Si esta historia originaria se cuenta
de forma sincera y sin trucos, “puede hacemos sentir valientes, fuertes y
alegres, y ello puede animarnos a realizar hazañas de valentía espiritual en
nuestras propias vidas”, pero si se cuenta con trampas y bajezas para explotar
nuestros deseos, apetencias y necesidades más íntimas y volverlas cómplices del
poder instituido y del ulterior conformismo, se convierte en el otro modo de
contar la misma historia: la del Emperador de Todas las Cosas, el mayoritario canto
del poder masculino predador y la barbarie: el espíritu adormecido.

» Instrucción escrita 1: Duplica tal cual, del texto, el tramo desde "Si esta historia" hasta "el espíritu adormecido.".
» Instrucción escrita 2:
Responde a partir del texto:
(a) ¿Cómo puede hacernos sentir la historia originaria si se cuenta de forma sincera y sin trucos?
(b) ¿De qué se vuelven cómplices nuestros deseos cuando la historia se cuenta con trampas y bajezas?
(c) ¿Cómo se llama el otro modo de contar la misma historia?

» Datos extraídos:
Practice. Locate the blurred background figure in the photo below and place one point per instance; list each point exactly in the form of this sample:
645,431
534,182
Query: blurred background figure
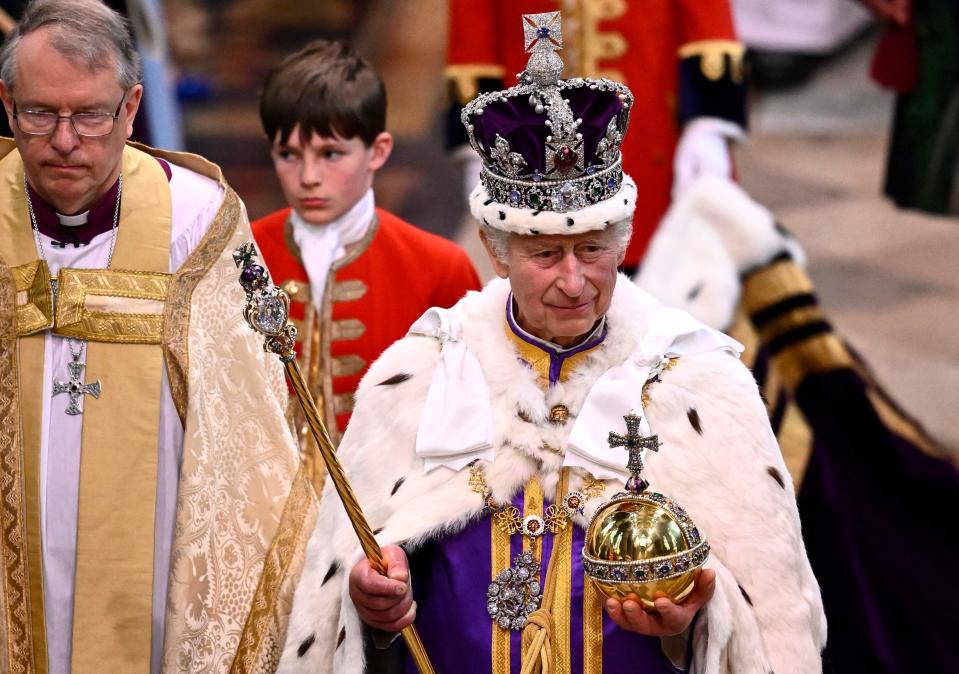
918,58
789,40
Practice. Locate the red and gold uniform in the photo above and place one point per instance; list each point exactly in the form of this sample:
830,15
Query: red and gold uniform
680,58
373,294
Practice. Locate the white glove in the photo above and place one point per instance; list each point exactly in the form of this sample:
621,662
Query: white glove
703,149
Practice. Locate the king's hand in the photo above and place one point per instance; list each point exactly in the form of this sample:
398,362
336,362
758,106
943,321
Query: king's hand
668,618
384,602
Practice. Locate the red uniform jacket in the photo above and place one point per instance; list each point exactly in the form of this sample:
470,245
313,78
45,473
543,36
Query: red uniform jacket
373,295
679,57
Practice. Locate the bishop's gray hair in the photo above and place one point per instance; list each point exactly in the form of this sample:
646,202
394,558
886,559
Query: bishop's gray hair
498,239
85,32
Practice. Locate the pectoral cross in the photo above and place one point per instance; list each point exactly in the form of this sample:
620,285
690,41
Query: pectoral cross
637,445
75,387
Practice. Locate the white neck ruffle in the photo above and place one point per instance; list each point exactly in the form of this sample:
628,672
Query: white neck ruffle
322,245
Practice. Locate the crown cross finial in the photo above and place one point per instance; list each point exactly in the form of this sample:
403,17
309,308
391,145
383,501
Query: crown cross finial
637,445
543,36
543,31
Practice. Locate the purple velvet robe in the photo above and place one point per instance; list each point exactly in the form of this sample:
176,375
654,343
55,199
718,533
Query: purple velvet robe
450,579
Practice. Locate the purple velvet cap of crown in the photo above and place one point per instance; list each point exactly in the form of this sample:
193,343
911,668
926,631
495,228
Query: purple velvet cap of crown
515,119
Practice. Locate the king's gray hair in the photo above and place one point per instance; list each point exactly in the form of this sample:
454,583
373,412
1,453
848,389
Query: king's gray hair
498,239
85,32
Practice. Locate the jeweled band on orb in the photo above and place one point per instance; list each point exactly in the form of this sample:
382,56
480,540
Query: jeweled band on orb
645,570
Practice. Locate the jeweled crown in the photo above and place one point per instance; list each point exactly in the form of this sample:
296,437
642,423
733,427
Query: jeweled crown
549,144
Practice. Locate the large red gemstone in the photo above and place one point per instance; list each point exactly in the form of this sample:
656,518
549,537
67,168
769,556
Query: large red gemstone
565,159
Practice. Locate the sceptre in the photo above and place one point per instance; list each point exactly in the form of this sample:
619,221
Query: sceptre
267,311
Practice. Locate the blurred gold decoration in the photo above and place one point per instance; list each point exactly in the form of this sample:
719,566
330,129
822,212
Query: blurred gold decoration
640,543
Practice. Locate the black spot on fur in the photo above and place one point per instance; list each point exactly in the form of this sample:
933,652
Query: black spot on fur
396,379
305,646
693,417
777,476
334,567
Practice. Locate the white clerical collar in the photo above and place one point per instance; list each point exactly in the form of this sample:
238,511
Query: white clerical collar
74,220
321,245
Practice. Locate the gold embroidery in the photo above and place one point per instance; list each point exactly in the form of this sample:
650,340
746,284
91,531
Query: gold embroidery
34,298
176,323
592,487
349,290
16,617
465,78
713,55
499,545
288,544
562,554
532,505
227,511
76,319
593,601
347,329
344,366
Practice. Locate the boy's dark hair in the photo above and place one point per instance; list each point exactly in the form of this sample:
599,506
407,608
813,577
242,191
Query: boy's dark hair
325,88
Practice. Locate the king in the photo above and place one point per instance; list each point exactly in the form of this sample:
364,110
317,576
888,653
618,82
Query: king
479,442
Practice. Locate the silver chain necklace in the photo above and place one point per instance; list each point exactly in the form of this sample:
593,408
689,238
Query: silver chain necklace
75,387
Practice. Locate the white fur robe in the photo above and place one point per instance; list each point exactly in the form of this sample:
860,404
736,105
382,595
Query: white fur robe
719,460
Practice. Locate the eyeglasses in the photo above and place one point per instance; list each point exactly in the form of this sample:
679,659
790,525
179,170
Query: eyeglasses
86,124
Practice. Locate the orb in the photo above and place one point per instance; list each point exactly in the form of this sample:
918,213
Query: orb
638,545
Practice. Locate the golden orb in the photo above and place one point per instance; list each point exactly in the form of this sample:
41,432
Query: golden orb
641,544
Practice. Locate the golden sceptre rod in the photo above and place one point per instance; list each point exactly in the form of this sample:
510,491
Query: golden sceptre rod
267,312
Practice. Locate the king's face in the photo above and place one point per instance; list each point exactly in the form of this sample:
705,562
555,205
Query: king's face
562,285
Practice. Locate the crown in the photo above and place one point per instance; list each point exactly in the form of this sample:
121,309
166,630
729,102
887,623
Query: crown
549,144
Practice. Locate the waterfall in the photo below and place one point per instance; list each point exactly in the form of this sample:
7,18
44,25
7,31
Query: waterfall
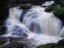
38,25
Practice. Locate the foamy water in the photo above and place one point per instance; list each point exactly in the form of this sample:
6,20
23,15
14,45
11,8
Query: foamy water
38,25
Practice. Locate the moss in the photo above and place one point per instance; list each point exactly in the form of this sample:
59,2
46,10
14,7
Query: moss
59,12
51,7
60,44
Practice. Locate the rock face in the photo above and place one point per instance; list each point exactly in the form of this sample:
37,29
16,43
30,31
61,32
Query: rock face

» Respuesta completa 1:
Si esta historia originaria se cuenta
de forma sincera y sin trucos, “puede hacemos sentir valientes, fuertes y
alegres, y ello puede animarnos a realizar hazañas de valentía espiritual en
nuestras propias vidas”, pero si se cuenta con trampas y bajezas para explotar
nuestros deseos, apetencias y necesidades más íntimas y volverlas cómplices del
poder instituido y del ulterior conformismo, se convierte en el otro modo de
contar la misma historia: la del Emperador de Todas las Cosas, el mayoritario canto
del poder masculino predador y la barbarie: el espíritu adormecido.

» Respuesta completa 2:
(a) Valientes, fuertes y alegres.
(b) Del poder instituido y del ulterior conformismo.
(c) La del Emperador de Todas las Cosas.